MATERIAL SUPPLIED =
↓↓↓

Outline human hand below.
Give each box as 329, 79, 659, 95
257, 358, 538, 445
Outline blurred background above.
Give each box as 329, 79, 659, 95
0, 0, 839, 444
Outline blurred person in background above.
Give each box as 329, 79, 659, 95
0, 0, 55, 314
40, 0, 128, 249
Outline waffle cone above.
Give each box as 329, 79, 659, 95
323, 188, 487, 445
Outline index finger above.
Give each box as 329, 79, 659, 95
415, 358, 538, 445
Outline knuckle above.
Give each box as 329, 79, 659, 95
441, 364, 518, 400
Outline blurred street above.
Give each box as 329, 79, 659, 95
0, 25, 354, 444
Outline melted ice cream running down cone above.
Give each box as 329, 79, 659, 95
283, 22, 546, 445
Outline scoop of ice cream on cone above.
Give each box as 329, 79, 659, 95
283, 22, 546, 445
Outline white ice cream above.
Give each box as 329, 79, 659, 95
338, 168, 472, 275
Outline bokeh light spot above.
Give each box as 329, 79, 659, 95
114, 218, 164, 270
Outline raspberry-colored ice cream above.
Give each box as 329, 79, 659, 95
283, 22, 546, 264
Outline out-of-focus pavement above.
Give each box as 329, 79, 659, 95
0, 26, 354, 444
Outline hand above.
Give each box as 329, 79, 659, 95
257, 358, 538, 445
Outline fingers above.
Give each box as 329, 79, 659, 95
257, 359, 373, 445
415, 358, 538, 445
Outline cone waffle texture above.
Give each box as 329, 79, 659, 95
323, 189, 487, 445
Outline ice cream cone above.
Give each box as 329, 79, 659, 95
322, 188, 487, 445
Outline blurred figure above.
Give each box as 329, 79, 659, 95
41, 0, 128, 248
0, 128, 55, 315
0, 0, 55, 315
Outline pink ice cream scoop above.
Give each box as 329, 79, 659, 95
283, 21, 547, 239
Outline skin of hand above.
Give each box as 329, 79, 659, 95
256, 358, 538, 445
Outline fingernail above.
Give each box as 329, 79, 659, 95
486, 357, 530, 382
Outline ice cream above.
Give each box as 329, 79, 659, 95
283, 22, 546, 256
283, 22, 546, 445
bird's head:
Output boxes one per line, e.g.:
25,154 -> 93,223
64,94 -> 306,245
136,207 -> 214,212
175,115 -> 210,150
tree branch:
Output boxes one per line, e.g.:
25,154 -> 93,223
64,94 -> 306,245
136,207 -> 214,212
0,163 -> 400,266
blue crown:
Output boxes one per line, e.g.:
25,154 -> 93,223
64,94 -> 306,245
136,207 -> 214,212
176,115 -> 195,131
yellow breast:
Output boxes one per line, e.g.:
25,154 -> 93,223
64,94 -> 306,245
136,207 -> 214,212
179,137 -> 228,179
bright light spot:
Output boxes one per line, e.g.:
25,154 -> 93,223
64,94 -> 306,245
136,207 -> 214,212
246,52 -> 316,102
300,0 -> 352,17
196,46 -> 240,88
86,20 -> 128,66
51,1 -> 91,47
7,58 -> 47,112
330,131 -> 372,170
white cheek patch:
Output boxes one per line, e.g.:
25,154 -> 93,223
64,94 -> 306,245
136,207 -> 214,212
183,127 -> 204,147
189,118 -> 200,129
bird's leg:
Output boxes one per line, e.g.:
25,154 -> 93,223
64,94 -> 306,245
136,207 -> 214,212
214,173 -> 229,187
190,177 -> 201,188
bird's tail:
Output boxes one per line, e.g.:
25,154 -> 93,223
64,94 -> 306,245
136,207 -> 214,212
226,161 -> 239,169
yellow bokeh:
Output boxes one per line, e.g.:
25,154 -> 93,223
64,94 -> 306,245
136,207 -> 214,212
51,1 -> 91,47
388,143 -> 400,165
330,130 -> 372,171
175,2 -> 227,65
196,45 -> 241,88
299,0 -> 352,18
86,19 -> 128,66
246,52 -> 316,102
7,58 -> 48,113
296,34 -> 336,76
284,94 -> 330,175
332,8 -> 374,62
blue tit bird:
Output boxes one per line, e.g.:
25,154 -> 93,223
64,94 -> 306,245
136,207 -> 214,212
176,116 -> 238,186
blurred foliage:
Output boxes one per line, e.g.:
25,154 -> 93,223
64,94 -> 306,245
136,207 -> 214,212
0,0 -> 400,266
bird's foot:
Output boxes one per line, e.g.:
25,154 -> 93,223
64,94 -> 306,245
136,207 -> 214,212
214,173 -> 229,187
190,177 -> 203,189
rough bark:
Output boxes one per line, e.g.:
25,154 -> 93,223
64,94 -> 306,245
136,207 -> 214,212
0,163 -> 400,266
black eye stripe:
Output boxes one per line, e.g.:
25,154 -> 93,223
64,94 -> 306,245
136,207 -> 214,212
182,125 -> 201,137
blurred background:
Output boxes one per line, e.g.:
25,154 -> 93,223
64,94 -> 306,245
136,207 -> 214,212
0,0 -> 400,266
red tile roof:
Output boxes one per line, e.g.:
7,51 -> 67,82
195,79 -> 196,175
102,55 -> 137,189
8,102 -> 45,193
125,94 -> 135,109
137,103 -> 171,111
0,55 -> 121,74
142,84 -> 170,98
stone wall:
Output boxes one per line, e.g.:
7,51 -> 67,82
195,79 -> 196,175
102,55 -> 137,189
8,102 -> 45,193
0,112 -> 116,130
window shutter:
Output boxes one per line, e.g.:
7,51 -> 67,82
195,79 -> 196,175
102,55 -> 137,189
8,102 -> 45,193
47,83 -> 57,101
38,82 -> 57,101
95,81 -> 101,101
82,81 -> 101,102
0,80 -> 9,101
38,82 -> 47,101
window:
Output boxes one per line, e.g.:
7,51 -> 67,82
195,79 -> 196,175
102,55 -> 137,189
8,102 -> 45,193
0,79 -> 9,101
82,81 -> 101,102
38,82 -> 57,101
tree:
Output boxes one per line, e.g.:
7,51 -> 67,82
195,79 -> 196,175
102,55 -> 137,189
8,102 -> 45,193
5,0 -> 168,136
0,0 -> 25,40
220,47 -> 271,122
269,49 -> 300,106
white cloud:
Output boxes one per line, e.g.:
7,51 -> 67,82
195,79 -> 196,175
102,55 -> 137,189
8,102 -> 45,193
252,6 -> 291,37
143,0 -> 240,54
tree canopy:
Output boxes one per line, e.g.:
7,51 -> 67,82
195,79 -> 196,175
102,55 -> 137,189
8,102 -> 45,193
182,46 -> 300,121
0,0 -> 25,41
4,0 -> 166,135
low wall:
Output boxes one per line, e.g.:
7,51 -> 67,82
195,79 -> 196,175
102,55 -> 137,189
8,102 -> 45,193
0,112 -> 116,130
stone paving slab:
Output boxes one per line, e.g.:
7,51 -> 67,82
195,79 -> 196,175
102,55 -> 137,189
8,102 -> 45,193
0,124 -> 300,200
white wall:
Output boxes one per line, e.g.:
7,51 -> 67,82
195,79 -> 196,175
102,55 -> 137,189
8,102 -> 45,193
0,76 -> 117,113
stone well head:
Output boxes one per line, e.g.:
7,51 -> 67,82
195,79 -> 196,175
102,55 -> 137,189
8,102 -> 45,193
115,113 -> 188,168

↑↑↑

THE REQUEST = Set out every line of the items above as a Markdown table with two columns, Row for the row number and Line for the text of that line. Leave out blank lines.

WRITTEN RESPONSE =
| Row | Line |
|---|---|
| 1 | Outline human hand below. |
| 2 | Give each box as 329, 79, 659, 95 |
| 3 | 257, 358, 538, 445 |
| 4 | Outline blurred background above. |
| 5 | Give each box as 329, 79, 659, 95 |
| 6 | 0, 0, 839, 444 |
| 7 | Outline blurred person in background above. |
| 8 | Give each box as 329, 79, 659, 95 |
| 9 | 0, 0, 55, 314 |
| 10 | 40, 0, 128, 249 |
| 11 | Outline waffle cone above. |
| 12 | Give each box as 329, 79, 659, 95 |
| 13 | 323, 188, 487, 445 |
| 14 | Outline index finger above. |
| 15 | Give each box as 329, 79, 659, 95 |
| 16 | 415, 358, 538, 445 |
| 17 | Outline knuckle above. |
| 18 | Give each box as 329, 79, 659, 95 |
| 19 | 441, 364, 518, 400 |
| 20 | Outline blurred street above. |
| 21 | Give each box as 329, 79, 659, 95 |
| 22 | 0, 25, 354, 444 |
| 23 | Outline melted ice cream running down cone above. |
| 24 | Give each box as 329, 79, 659, 95 |
| 25 | 283, 22, 546, 445 |
| 26 | Outline scoop of ice cream on cone above. |
| 27 | Give each box as 329, 79, 659, 95 |
| 28 | 283, 22, 546, 445 |
| 29 | Outline white ice cream above. |
| 30 | Give each box as 329, 79, 659, 95 |
| 31 | 338, 168, 472, 275 |
| 32 | Outline bokeh light spot above. |
| 33 | Give each box as 329, 79, 659, 95 |
| 34 | 114, 218, 164, 270 |
| 35 | Outline raspberry-colored ice cream above. |
| 36 | Give each box as 329, 79, 659, 95 |
| 37 | 283, 22, 546, 264 |
| 38 | Outline out-of-focus pavement above. |
| 39 | Give each box as 329, 79, 659, 95 |
| 40 | 0, 26, 354, 444 |
| 41 | Outline hand above. |
| 42 | Give each box as 329, 79, 659, 95 |
| 43 | 257, 358, 538, 445 |
| 44 | Outline fingers above. |
| 45 | Give each box as 329, 79, 659, 95 |
| 46 | 257, 359, 373, 445 |
| 47 | 415, 358, 538, 445 |
| 48 | Outline cone waffle texture above. |
| 49 | Give each box as 329, 79, 659, 95 |
| 50 | 323, 189, 487, 445 |
| 51 | Outline ice cream cone above. |
| 52 | Give each box as 329, 79, 659, 95 |
| 53 | 322, 188, 487, 445 |
| 54 | Outline blurred figure above. |
| 55 | Give each box as 329, 79, 659, 95 |
| 56 | 41, 0, 128, 248 |
| 57 | 0, 128, 55, 315 |
| 58 | 0, 0, 55, 315 |
| 59 | Outline pink ice cream scoop above. |
| 60 | Give each box as 329, 79, 659, 95 |
| 61 | 283, 21, 547, 239 |
| 62 | Outline skin of hand above. |
| 63 | Give each box as 329, 79, 659, 95 |
| 64 | 256, 358, 538, 445 |
| 65 | Outline fingernail above. |
| 66 | Give each box as 329, 79, 659, 95 |
| 67 | 486, 357, 530, 382 |
| 68 | Outline ice cream above. |
| 69 | Give each box as 329, 79, 659, 95 |
| 70 | 283, 22, 546, 256 |
| 71 | 283, 22, 546, 445 |
| 72 | bird's head: |
| 73 | Output boxes one per line, e.g.: |
| 74 | 25,154 -> 93,223 |
| 75 | 64,94 -> 306,245 |
| 76 | 136,207 -> 214,212 |
| 77 | 175,115 -> 210,150 |
| 78 | tree branch: |
| 79 | Output boxes one per line, e.g.: |
| 80 | 25,154 -> 93,223 |
| 81 | 64,94 -> 306,245 |
| 82 | 136,207 -> 214,212 |
| 83 | 0,163 -> 400,266 |
| 84 | blue crown: |
| 85 | Output boxes one per line, e.g.: |
| 86 | 25,154 -> 93,223 |
| 87 | 64,94 -> 306,245 |
| 88 | 136,207 -> 214,212 |
| 89 | 176,115 -> 195,131 |
| 90 | yellow breast: |
| 91 | Output boxes one per line, e.g.: |
| 92 | 25,154 -> 93,223 |
| 93 | 64,94 -> 306,245 |
| 94 | 136,207 -> 214,212 |
| 95 | 179,137 -> 228,179 |
| 96 | bright light spot: |
| 97 | Output boxes one per line, e.g.: |
| 98 | 25,154 -> 93,223 |
| 99 | 64,94 -> 306,245 |
| 100 | 136,207 -> 214,212 |
| 101 | 246,52 -> 316,102 |
| 102 | 300,0 -> 352,17 |
| 103 | 196,46 -> 240,88 |
| 104 | 86,20 -> 128,66 |
| 105 | 51,1 -> 91,47 |
| 106 | 7,58 -> 47,112 |
| 107 | 330,131 -> 372,170 |
| 108 | white cheek patch: |
| 109 | Output boxes one per line, e.g.: |
| 110 | 25,154 -> 93,223 |
| 111 | 64,94 -> 306,245 |
| 112 | 136,207 -> 214,212 |
| 113 | 183,127 -> 204,147 |
| 114 | 189,118 -> 200,129 |
| 115 | bird's leg: |
| 116 | Output boxes one per line, e.g.: |
| 117 | 25,154 -> 93,223 |
| 118 | 64,94 -> 306,245 |
| 119 | 136,207 -> 214,212 |
| 120 | 214,173 -> 229,187 |
| 121 | 190,177 -> 201,188 |
| 122 | bird's tail: |
| 123 | Output boxes one per line, e.g.: |
| 124 | 25,154 -> 93,223 |
| 125 | 64,94 -> 306,245 |
| 126 | 136,207 -> 214,212 |
| 127 | 226,161 -> 239,169 |
| 128 | yellow bokeh: |
| 129 | Output boxes one per line, e.g.: |
| 130 | 25,154 -> 93,223 |
| 131 | 64,94 -> 306,245 |
| 132 | 136,207 -> 214,212 |
| 133 | 51,1 -> 91,47 |
| 134 | 388,143 -> 400,165 |
| 135 | 330,130 -> 372,171 |
| 136 | 175,2 -> 227,65 |
| 137 | 196,45 -> 241,88 |
| 138 | 299,0 -> 352,18 |
| 139 | 86,19 -> 128,66 |
| 140 | 246,52 -> 316,102 |
| 141 | 7,58 -> 48,113 |
| 142 | 296,34 -> 336,76 |
| 143 | 284,94 -> 330,175 |
| 144 | 332,8 -> 374,62 |
| 145 | blue tit bird: |
| 146 | Output boxes one per line, e.g.: |
| 147 | 25,154 -> 93,223 |
| 148 | 64,94 -> 306,245 |
| 149 | 136,207 -> 214,212 |
| 150 | 176,116 -> 238,186 |
| 151 | blurred foliage: |
| 152 | Output boxes one per line, e.g.: |
| 153 | 25,154 -> 93,223 |
| 154 | 64,94 -> 306,245 |
| 155 | 136,207 -> 214,212 |
| 156 | 0,0 -> 400,266 |
| 157 | bird's foot: |
| 158 | Output boxes one per line, e.g.: |
| 159 | 25,154 -> 93,223 |
| 160 | 64,94 -> 306,245 |
| 161 | 136,207 -> 214,212 |
| 162 | 214,173 -> 229,187 |
| 163 | 190,177 -> 203,189 |
| 164 | rough bark: |
| 165 | Output boxes one per line, e.g.: |
| 166 | 25,154 -> 93,223 |
| 167 | 64,94 -> 306,245 |
| 168 | 136,207 -> 214,212 |
| 169 | 0,163 -> 400,266 |
| 170 | black eye stripe: |
| 171 | Output boxes one per line, e.g.: |
| 172 | 25,154 -> 93,223 |
| 173 | 64,94 -> 306,245 |
| 174 | 136,207 -> 214,212 |
| 175 | 182,125 -> 201,137 |
| 176 | blurred background: |
| 177 | Output boxes one per line, e.g.: |
| 178 | 25,154 -> 93,223 |
| 179 | 64,94 -> 306,245 |
| 180 | 136,207 -> 214,212 |
| 181 | 0,0 -> 400,266 |
| 182 | red tile roof: |
| 183 | Output boxes one per line, e.g.: |
| 184 | 7,51 -> 67,82 |
| 185 | 195,79 -> 196,175 |
| 186 | 102,55 -> 137,189 |
| 187 | 8,102 -> 45,193 |
| 188 | 125,94 -> 135,109 |
| 189 | 137,103 -> 171,111 |
| 190 | 0,55 -> 121,74 |
| 191 | 142,84 -> 170,98 |
| 192 | stone wall: |
| 193 | Output boxes one per line, e.g.: |
| 194 | 7,51 -> 67,82 |
| 195 | 195,79 -> 196,175 |
| 196 | 102,55 -> 137,189 |
| 197 | 8,102 -> 45,193 |
| 198 | 0,112 -> 116,130 |
| 199 | window shutter: |
| 200 | Output boxes one per line, e.g.: |
| 201 | 7,51 -> 67,82 |
| 202 | 195,79 -> 196,175 |
| 203 | 102,55 -> 137,189 |
| 204 | 8,102 -> 45,193 |
| 205 | 47,83 -> 57,101 |
| 206 | 38,82 -> 57,101 |
| 207 | 95,81 -> 101,101 |
| 208 | 82,81 -> 101,102 |
| 209 | 0,80 -> 9,101 |
| 210 | 38,82 -> 47,101 |
| 211 | window: |
| 212 | Output boxes one per line, e.g.: |
| 213 | 7,51 -> 67,82 |
| 214 | 195,79 -> 196,175 |
| 215 | 102,55 -> 137,189 |
| 216 | 8,102 -> 45,193 |
| 217 | 0,79 -> 9,101 |
| 218 | 82,81 -> 101,102 |
| 219 | 38,82 -> 57,101 |
| 220 | tree: |
| 221 | Output boxes one per line, e.g.: |
| 222 | 7,51 -> 67,82 |
| 223 | 195,79 -> 196,175 |
| 224 | 102,55 -> 137,189 |
| 225 | 8,102 -> 45,193 |
| 226 | 5,0 -> 168,136 |
| 227 | 0,0 -> 25,40 |
| 228 | 220,47 -> 271,122 |
| 229 | 269,49 -> 300,106 |
| 230 | white cloud: |
| 231 | Output boxes one per line, e.g.: |
| 232 | 7,51 -> 67,82 |
| 233 | 195,79 -> 196,175 |
| 234 | 102,55 -> 137,189 |
| 235 | 8,102 -> 45,193 |
| 236 | 252,6 -> 291,37 |
| 237 | 143,0 -> 240,54 |
| 238 | tree canopy: |
| 239 | Output boxes one per line, e.g.: |
| 240 | 7,51 -> 67,82 |
| 241 | 195,79 -> 196,175 |
| 242 | 102,55 -> 137,189 |
| 243 | 8,102 -> 45,193 |
| 244 | 182,46 -> 300,121 |
| 245 | 0,0 -> 25,41 |
| 246 | 4,0 -> 166,135 |
| 247 | low wall: |
| 248 | Output boxes one per line, e.g.: |
| 249 | 7,51 -> 67,82 |
| 250 | 195,79 -> 196,175 |
| 251 | 102,55 -> 137,189 |
| 252 | 8,102 -> 45,193 |
| 253 | 0,112 -> 116,130 |
| 254 | stone paving slab: |
| 255 | Output boxes one per line, e.g.: |
| 256 | 7,51 -> 67,82 |
| 257 | 195,79 -> 196,175 |
| 258 | 102,55 -> 137,189 |
| 259 | 8,102 -> 45,193 |
| 260 | 0,124 -> 300,200 |
| 261 | white wall: |
| 262 | Output boxes one per line, e.g.: |
| 263 | 7,51 -> 67,82 |
| 264 | 195,79 -> 196,175 |
| 265 | 102,55 -> 137,189 |
| 266 | 8,102 -> 45,193 |
| 267 | 0,76 -> 117,113 |
| 268 | stone well head: |
| 269 | Output boxes one per line, e.g.: |
| 270 | 7,51 -> 67,82 |
| 271 | 195,79 -> 196,175 |
| 272 | 102,55 -> 137,189 |
| 273 | 8,102 -> 45,193 |
| 274 | 115,113 -> 188,168 |